Copy only the lines from the one containing "Exercise. Tag every instance of the distant" through the final line of the records below, exactly as written, with no pictures.

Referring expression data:
◇ ◇ ◇

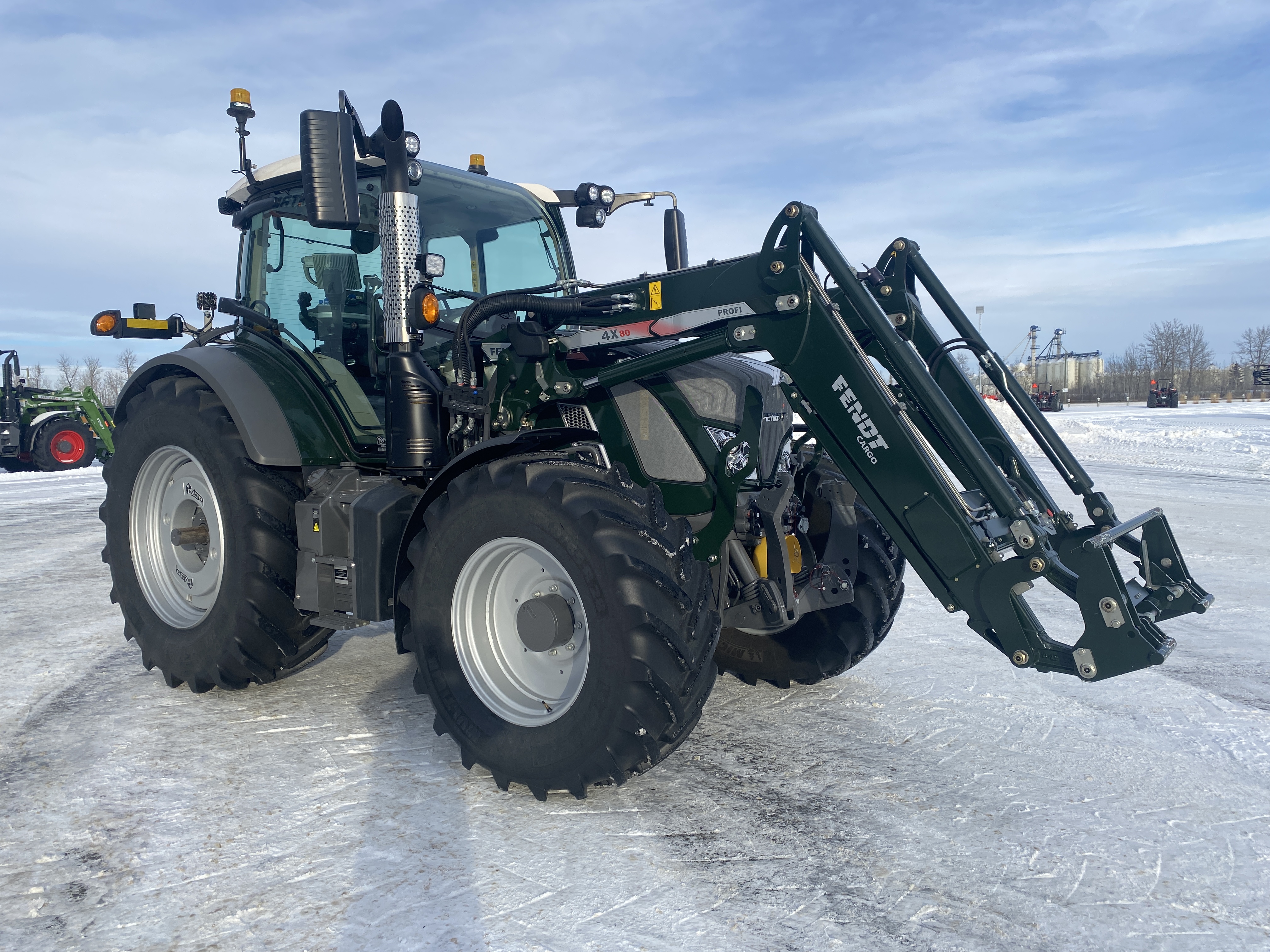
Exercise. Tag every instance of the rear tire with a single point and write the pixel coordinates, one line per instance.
(214, 615)
(827, 643)
(64, 445)
(642, 612)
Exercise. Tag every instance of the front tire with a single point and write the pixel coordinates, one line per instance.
(218, 609)
(827, 643)
(616, 697)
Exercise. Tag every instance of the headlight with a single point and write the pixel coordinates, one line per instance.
(738, 459)
(591, 216)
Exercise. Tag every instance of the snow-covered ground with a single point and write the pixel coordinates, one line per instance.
(931, 799)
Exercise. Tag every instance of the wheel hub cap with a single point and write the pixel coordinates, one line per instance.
(176, 531)
(520, 631)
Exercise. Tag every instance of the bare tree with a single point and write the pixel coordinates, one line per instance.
(129, 362)
(1196, 354)
(69, 370)
(1254, 344)
(92, 372)
(1165, 348)
(112, 382)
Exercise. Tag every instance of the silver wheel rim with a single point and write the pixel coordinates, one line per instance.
(529, 688)
(172, 492)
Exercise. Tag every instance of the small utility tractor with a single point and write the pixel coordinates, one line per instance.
(1048, 399)
(1161, 395)
(577, 504)
(50, 429)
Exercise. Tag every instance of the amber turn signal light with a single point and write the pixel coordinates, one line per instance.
(430, 310)
(103, 326)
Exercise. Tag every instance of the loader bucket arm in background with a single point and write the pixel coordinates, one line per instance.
(935, 465)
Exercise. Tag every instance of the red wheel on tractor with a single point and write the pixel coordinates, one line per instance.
(64, 445)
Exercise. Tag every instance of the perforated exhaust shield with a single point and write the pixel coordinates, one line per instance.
(399, 244)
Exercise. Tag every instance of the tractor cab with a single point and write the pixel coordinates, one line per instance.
(1161, 395)
(326, 287)
(1047, 398)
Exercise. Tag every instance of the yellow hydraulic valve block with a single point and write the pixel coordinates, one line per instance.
(792, 546)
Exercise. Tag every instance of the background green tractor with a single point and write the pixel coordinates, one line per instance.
(577, 503)
(50, 429)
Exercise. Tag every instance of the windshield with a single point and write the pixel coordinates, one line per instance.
(326, 287)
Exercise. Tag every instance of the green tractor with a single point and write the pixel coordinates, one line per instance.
(578, 504)
(50, 429)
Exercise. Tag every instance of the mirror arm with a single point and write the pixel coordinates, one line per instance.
(646, 197)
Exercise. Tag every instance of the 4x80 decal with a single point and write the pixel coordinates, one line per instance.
(869, 439)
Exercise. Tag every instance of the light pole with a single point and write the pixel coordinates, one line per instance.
(978, 310)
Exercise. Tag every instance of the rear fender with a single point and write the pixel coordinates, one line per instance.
(484, 452)
(253, 407)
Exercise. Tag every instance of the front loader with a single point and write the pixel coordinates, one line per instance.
(580, 503)
(50, 429)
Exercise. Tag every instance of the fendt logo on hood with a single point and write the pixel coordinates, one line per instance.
(869, 439)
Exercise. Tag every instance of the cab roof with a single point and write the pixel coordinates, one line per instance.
(290, 167)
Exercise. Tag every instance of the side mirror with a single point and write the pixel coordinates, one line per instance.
(328, 169)
(676, 241)
(141, 324)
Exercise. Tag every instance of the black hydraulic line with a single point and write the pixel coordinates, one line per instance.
(912, 372)
(1043, 432)
(699, 349)
(508, 301)
(1105, 539)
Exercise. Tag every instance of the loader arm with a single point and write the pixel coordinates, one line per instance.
(929, 459)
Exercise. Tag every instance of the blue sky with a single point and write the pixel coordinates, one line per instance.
(1089, 166)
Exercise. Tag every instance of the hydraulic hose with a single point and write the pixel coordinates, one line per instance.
(491, 305)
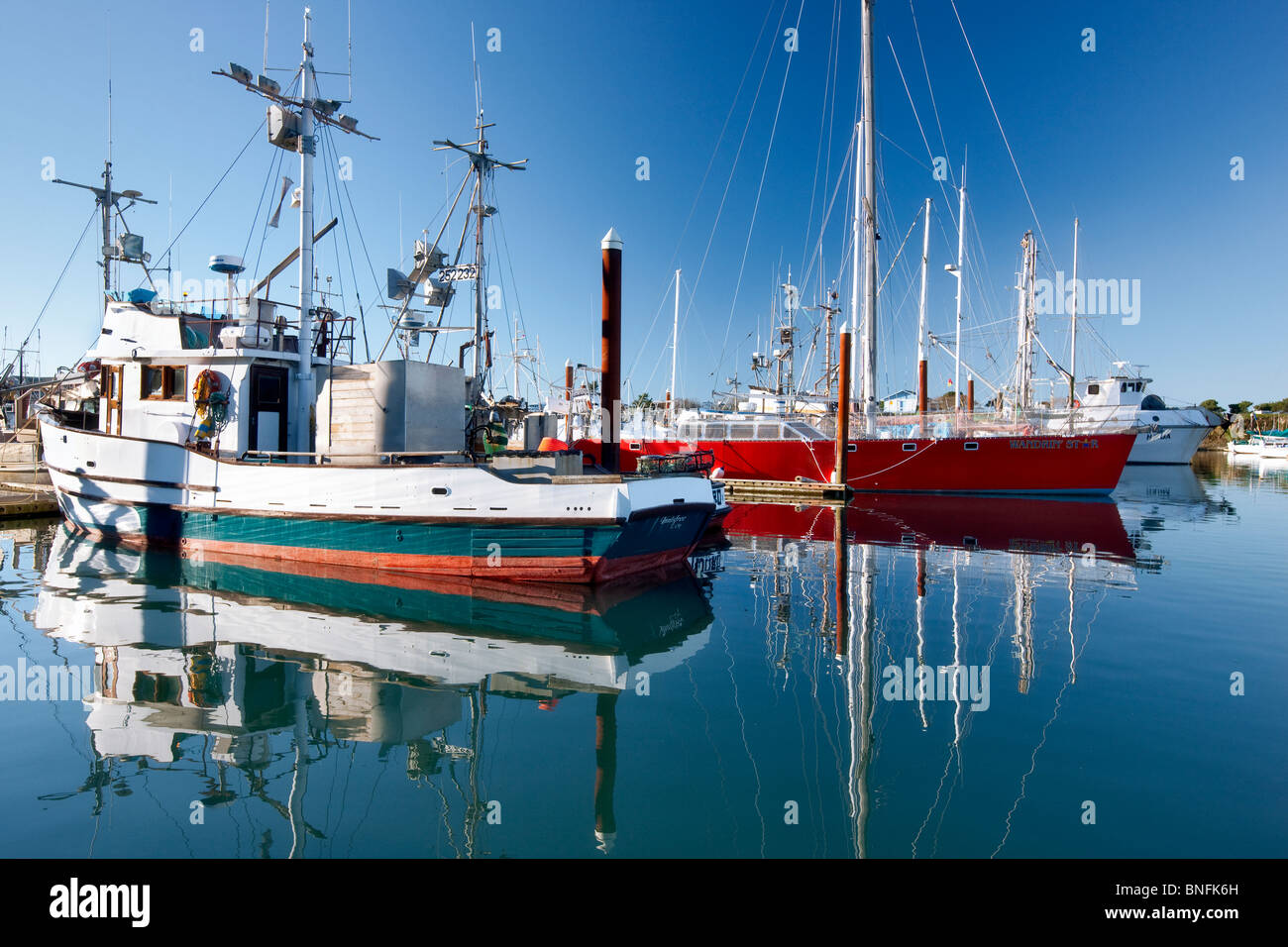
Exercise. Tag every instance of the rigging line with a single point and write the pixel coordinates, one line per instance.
(828, 94)
(737, 155)
(357, 226)
(648, 335)
(921, 129)
(204, 200)
(263, 239)
(760, 188)
(827, 215)
(353, 275)
(900, 252)
(930, 88)
(1005, 141)
(56, 282)
(259, 204)
(722, 129)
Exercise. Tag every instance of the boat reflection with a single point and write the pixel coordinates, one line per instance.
(211, 661)
(987, 587)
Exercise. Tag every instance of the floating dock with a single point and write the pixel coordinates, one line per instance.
(807, 492)
(26, 500)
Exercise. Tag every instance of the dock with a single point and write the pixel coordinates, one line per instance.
(806, 492)
(26, 500)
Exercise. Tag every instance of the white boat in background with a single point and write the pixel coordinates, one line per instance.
(1273, 445)
(1164, 434)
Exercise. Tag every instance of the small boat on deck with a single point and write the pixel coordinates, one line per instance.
(249, 433)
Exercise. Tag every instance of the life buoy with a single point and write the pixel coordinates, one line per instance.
(211, 407)
(206, 384)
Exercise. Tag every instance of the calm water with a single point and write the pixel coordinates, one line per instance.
(758, 710)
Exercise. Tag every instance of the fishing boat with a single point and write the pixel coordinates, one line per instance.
(953, 454)
(1273, 444)
(253, 432)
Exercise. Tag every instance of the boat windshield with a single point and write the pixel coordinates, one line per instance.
(747, 429)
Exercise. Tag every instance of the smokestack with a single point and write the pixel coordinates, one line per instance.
(568, 402)
(842, 411)
(610, 356)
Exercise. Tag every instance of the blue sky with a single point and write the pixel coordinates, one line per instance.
(1134, 138)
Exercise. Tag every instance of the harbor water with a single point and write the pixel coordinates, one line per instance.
(907, 678)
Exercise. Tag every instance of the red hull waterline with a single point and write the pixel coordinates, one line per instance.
(1021, 464)
(591, 570)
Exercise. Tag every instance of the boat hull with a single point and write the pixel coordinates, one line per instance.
(454, 519)
(1021, 464)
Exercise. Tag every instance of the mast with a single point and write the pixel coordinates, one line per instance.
(857, 240)
(870, 249)
(921, 318)
(304, 381)
(675, 346)
(478, 262)
(1073, 322)
(958, 270)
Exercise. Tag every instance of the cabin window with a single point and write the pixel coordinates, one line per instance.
(165, 382)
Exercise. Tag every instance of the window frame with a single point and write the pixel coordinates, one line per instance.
(168, 389)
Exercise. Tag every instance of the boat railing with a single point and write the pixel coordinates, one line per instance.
(351, 458)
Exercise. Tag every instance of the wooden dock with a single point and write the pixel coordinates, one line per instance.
(26, 500)
(807, 492)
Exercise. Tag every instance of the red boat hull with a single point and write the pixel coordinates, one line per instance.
(1021, 464)
(1016, 525)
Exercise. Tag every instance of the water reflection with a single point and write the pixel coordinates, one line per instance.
(802, 698)
(205, 663)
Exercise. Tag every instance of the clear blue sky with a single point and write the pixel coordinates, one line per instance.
(1134, 138)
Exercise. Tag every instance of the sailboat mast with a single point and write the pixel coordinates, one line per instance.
(304, 381)
(1073, 322)
(961, 275)
(478, 262)
(675, 344)
(921, 317)
(870, 249)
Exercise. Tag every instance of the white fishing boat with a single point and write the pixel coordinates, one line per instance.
(250, 432)
(1273, 445)
(1164, 433)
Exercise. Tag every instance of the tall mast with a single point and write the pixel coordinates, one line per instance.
(961, 274)
(857, 240)
(304, 381)
(1073, 322)
(921, 316)
(870, 249)
(675, 344)
(480, 166)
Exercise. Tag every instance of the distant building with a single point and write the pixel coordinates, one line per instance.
(901, 402)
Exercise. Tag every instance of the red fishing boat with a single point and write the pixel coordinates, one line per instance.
(768, 449)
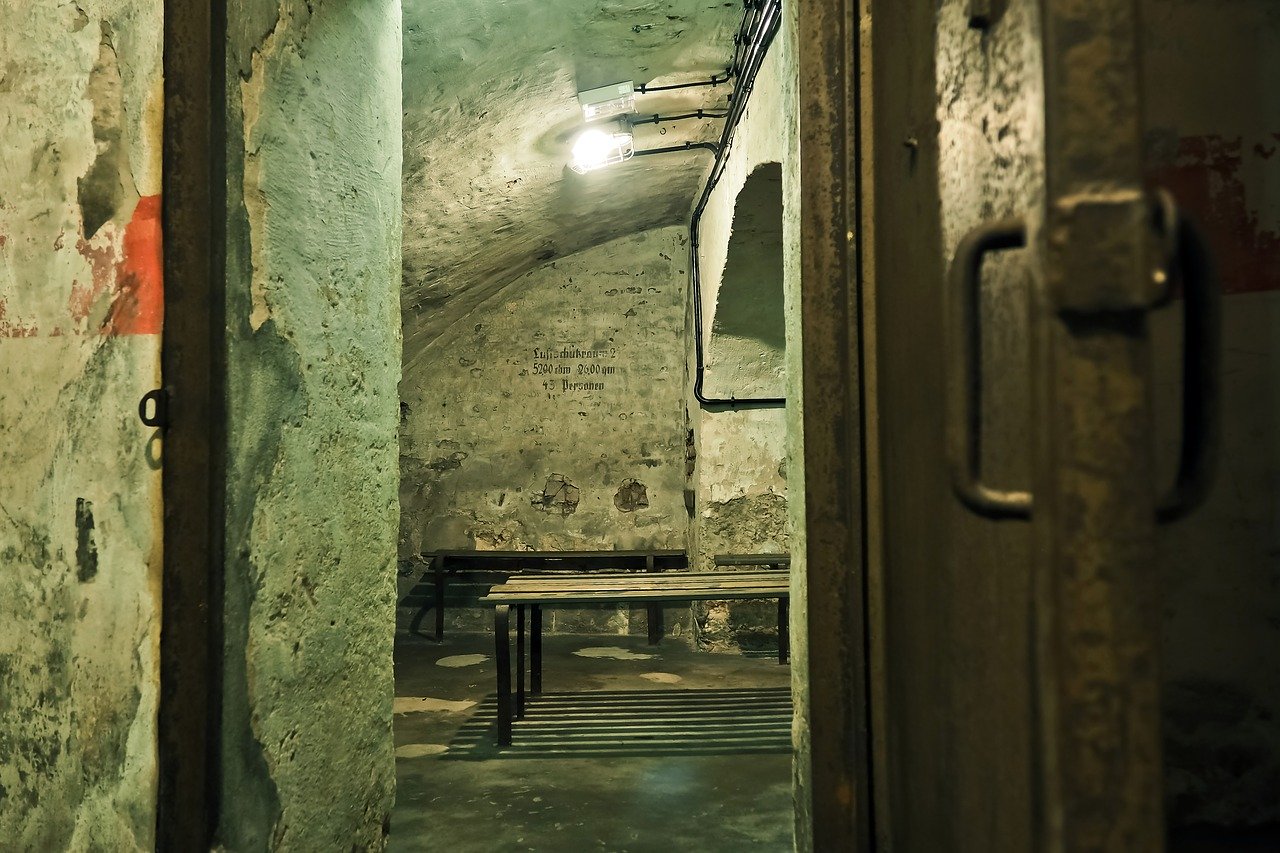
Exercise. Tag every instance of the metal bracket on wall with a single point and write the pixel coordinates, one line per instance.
(159, 409)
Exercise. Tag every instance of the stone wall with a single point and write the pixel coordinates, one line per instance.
(312, 315)
(1214, 123)
(80, 489)
(552, 416)
(740, 480)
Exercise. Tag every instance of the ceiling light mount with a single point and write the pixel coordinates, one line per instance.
(604, 101)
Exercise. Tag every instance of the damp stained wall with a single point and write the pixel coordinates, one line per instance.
(552, 416)
(1214, 140)
(80, 491)
(740, 478)
(314, 343)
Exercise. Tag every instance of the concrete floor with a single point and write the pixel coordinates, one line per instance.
(631, 748)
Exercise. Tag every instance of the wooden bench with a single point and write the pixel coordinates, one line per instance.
(769, 560)
(535, 592)
(444, 564)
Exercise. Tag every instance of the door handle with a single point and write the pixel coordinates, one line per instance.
(1192, 265)
(964, 375)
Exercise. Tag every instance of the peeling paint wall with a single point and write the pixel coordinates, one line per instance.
(740, 479)
(312, 306)
(80, 486)
(1214, 141)
(552, 416)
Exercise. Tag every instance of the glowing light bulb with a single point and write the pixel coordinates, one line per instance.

◇ ◇ ◇

▶ **Answer to this task**:
Exercise. Tag every instance of the distant building with a single point and write the pixel coordinates, one line per instance.
(901, 402)
Exercise. Tag every instance of the red fishing boat with a single point and write the pixel coordinates, one line per instance.
(768, 449)
Exercise. Tag every instance of the metal bracket on wall with a single point and write the pixel coordinates, one line per instance.
(159, 409)
Exercise. Tag every instance of the stone wall with a single point and write the pixel coordinates, one line per instance.
(312, 315)
(1214, 123)
(80, 489)
(552, 416)
(740, 480)
Exercise. Tag every instance of the ceiling light mount with a single point and write the pixel coordinates, one line per instance.
(604, 101)
Exercise. Tag every instance of the damp stained wall with a single point and write the pixel coordinates, one line per instance.
(552, 416)
(1214, 140)
(80, 491)
(740, 478)
(314, 343)
Exercise. Tag every instance of the concrete floor with a single point and write the pixel coordinates, one line per instance.
(631, 748)
Exercise. Tag every instance of the wooden bench with a single point and write the pixel coordinates, one line per instance.
(769, 560)
(535, 592)
(444, 564)
Exercise. Tag every instance of the door handle with a single point and write the pixel coordinates, one line per instance.
(1192, 265)
(964, 375)
Exercise. Tag every instance of the peeling paint wall with a single point and write the pixel coordinates, one line per instance.
(740, 479)
(312, 306)
(80, 486)
(1214, 141)
(552, 416)
Exercise. Tag every instance of the glowing light bulb with a single point and write the pixel coordinates, one line per instance.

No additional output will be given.